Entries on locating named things
===============
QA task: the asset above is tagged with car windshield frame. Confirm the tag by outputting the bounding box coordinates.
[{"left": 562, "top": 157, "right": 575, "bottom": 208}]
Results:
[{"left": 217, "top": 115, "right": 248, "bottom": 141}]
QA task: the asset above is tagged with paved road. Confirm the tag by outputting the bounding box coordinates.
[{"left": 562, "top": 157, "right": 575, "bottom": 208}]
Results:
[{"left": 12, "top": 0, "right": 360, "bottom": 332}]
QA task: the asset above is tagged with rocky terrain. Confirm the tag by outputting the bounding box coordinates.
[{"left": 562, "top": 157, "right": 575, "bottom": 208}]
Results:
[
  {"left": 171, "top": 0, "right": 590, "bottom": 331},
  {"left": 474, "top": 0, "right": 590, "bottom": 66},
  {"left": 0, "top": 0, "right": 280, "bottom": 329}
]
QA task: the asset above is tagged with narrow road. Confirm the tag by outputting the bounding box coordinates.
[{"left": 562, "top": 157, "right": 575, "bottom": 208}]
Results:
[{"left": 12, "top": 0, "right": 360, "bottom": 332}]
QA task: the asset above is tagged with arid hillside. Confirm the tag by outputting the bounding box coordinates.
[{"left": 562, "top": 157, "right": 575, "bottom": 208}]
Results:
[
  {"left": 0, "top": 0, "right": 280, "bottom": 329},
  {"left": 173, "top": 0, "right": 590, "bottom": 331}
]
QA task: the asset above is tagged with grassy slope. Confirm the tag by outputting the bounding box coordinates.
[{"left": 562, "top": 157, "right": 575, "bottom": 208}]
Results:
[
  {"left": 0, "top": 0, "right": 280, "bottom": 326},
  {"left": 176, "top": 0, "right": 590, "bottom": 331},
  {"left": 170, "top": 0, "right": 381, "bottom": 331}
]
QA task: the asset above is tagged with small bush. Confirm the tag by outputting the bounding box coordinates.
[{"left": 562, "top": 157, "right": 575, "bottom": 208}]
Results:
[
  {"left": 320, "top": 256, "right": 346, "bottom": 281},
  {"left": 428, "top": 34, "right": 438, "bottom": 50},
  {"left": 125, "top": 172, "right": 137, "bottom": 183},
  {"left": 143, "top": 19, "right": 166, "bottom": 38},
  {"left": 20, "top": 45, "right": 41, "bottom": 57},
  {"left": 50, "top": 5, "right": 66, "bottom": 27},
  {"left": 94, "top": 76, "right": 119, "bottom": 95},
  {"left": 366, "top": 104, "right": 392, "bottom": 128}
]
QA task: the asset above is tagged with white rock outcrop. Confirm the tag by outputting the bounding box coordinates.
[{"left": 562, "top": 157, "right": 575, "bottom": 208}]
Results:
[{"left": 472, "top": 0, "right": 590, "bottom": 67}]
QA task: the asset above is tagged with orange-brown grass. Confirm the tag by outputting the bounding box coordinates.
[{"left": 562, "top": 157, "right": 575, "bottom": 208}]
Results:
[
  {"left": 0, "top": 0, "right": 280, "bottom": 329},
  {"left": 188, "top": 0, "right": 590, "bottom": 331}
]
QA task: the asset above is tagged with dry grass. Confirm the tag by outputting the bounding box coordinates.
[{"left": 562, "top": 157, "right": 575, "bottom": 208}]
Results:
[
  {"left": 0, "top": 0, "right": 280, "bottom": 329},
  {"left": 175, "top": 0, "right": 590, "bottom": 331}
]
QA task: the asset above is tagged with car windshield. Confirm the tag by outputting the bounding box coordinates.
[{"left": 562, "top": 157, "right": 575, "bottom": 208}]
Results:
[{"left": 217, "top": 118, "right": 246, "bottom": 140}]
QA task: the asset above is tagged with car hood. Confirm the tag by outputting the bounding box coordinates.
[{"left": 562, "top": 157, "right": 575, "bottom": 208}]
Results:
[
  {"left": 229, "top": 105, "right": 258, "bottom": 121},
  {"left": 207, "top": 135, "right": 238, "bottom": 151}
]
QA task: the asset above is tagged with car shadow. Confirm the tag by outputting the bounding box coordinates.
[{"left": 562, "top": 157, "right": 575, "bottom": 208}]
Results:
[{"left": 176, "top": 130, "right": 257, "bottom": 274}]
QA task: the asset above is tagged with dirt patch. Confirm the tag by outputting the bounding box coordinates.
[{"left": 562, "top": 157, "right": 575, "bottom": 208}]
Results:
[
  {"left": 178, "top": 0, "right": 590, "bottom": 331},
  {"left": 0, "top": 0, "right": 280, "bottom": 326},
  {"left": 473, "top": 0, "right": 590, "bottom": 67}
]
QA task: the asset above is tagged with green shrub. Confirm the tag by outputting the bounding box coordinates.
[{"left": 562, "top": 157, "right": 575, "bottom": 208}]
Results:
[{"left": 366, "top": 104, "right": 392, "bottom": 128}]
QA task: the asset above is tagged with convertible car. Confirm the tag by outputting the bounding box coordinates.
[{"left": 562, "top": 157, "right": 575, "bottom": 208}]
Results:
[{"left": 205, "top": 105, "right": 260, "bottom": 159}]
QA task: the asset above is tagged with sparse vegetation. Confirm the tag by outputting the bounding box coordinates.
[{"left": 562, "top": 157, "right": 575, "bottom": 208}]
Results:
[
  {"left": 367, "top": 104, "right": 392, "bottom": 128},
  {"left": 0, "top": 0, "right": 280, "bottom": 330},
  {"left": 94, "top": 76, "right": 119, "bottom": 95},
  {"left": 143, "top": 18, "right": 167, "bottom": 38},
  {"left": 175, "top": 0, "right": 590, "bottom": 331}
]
===============
**STATED GOAL**: Copy all of the data above line for line, keeping every character unchanged.

**EXERCISE ANSWER**:
QA task: the asset above is tagged with car windshield frame. Confirm the tag by outputting the bounding box coordinates.
[{"left": 562, "top": 157, "right": 575, "bottom": 208}]
Results:
[{"left": 217, "top": 115, "right": 248, "bottom": 141}]
QA task: the asset above is tagged with paved road. Confirm the tag by outputting the bounding box coordinates.
[{"left": 562, "top": 157, "right": 575, "bottom": 208}]
Results:
[{"left": 12, "top": 0, "right": 360, "bottom": 332}]
QA task: the asset above is tagged with rocky terrain. Confirm the tag by outputting the bounding box coordinates.
[{"left": 562, "top": 157, "right": 575, "bottom": 208}]
Results:
[
  {"left": 171, "top": 0, "right": 590, "bottom": 331},
  {"left": 474, "top": 0, "right": 590, "bottom": 66},
  {"left": 0, "top": 0, "right": 280, "bottom": 329}
]
QA task: the asset above is tagged with narrow road. Confirm the tag by outputting the bounding box coordinates.
[{"left": 562, "top": 157, "right": 575, "bottom": 208}]
Results:
[{"left": 12, "top": 0, "right": 360, "bottom": 332}]
QA task: the asset above is tagged with arid hillside. Confirm the tag by outputting the bounding box coordinates.
[{"left": 562, "top": 157, "right": 575, "bottom": 208}]
Results:
[
  {"left": 0, "top": 0, "right": 280, "bottom": 329},
  {"left": 173, "top": 0, "right": 590, "bottom": 331}
]
QA task: the asset above is tagged with grassy slope. Confirm the tag by outputting the bounding box coordinates.
[{"left": 562, "top": 157, "right": 575, "bottom": 208}]
Results:
[
  {"left": 0, "top": 0, "right": 280, "bottom": 326},
  {"left": 176, "top": 0, "right": 590, "bottom": 331},
  {"left": 170, "top": 0, "right": 381, "bottom": 331}
]
QA task: the asset above is tagged with small bush. Confirm the tag by outputting the bounding box coordinates.
[{"left": 562, "top": 157, "right": 575, "bottom": 208}]
Results:
[
  {"left": 320, "top": 256, "right": 346, "bottom": 281},
  {"left": 428, "top": 34, "right": 438, "bottom": 50},
  {"left": 125, "top": 172, "right": 137, "bottom": 183},
  {"left": 143, "top": 19, "right": 166, "bottom": 38},
  {"left": 20, "top": 45, "right": 41, "bottom": 57},
  {"left": 50, "top": 5, "right": 66, "bottom": 27},
  {"left": 94, "top": 76, "right": 119, "bottom": 95},
  {"left": 366, "top": 104, "right": 392, "bottom": 128}
]
QA task: the asset above is tagged with white rock outcrop. Confirm the tag by outputting the bounding box coordinates.
[{"left": 562, "top": 157, "right": 575, "bottom": 208}]
Results:
[{"left": 472, "top": 0, "right": 590, "bottom": 67}]
QA task: the asset above is tagged with orange-brown grass. Confirm the tag by outputting the bounding box coordinates.
[{"left": 562, "top": 157, "right": 575, "bottom": 208}]
Results:
[
  {"left": 0, "top": 0, "right": 280, "bottom": 329},
  {"left": 188, "top": 0, "right": 590, "bottom": 331}
]
QA task: the asset above is tagged with dry grass. Confirm the tag by outputting the bounding box coordinates.
[{"left": 562, "top": 157, "right": 575, "bottom": 208}]
Results:
[
  {"left": 0, "top": 0, "right": 280, "bottom": 329},
  {"left": 175, "top": 0, "right": 590, "bottom": 331}
]
QA task: the asset above is tagged with car windshield. Confirm the tag by outputting the bounding box coordinates.
[{"left": 562, "top": 157, "right": 575, "bottom": 208}]
Results:
[{"left": 217, "top": 118, "right": 246, "bottom": 140}]
QA task: the asset above is tagged with car hood. Confirm the tag by outputting the bounding box coordinates.
[{"left": 562, "top": 157, "right": 575, "bottom": 208}]
Results:
[
  {"left": 229, "top": 105, "right": 258, "bottom": 121},
  {"left": 207, "top": 135, "right": 238, "bottom": 151}
]
QA task: the asset above is tagged with car shadow. Confirm the tag by outputting the bounding box coordinates.
[{"left": 562, "top": 157, "right": 575, "bottom": 208}]
Results:
[{"left": 176, "top": 130, "right": 257, "bottom": 274}]
QA task: the asset above is tagged with dirt patch. Confirm the tag by outputting the bounding box coordinates.
[{"left": 562, "top": 157, "right": 575, "bottom": 208}]
Results:
[
  {"left": 178, "top": 0, "right": 590, "bottom": 331},
  {"left": 0, "top": 0, "right": 280, "bottom": 326},
  {"left": 473, "top": 0, "right": 590, "bottom": 67}
]
QA task: the asset above is tagged with green shrub. Confirm the tag by outputting the bounding box coordinates.
[{"left": 562, "top": 157, "right": 575, "bottom": 208}]
Results:
[{"left": 366, "top": 104, "right": 392, "bottom": 128}]
QA task: the asset above is tagged with convertible car. Confirm the tag by outputting the bounding box coordinates.
[{"left": 562, "top": 157, "right": 575, "bottom": 208}]
Results:
[{"left": 205, "top": 105, "right": 260, "bottom": 159}]
QA task: the asset above is tagged with sparse vegetation. Confirm the tag by outputting the bounding box coordinates.
[{"left": 562, "top": 157, "right": 575, "bottom": 208}]
Results:
[
  {"left": 367, "top": 104, "right": 392, "bottom": 128},
  {"left": 0, "top": 0, "right": 280, "bottom": 330},
  {"left": 94, "top": 76, "right": 119, "bottom": 95},
  {"left": 143, "top": 18, "right": 167, "bottom": 38},
  {"left": 175, "top": 0, "right": 590, "bottom": 331}
]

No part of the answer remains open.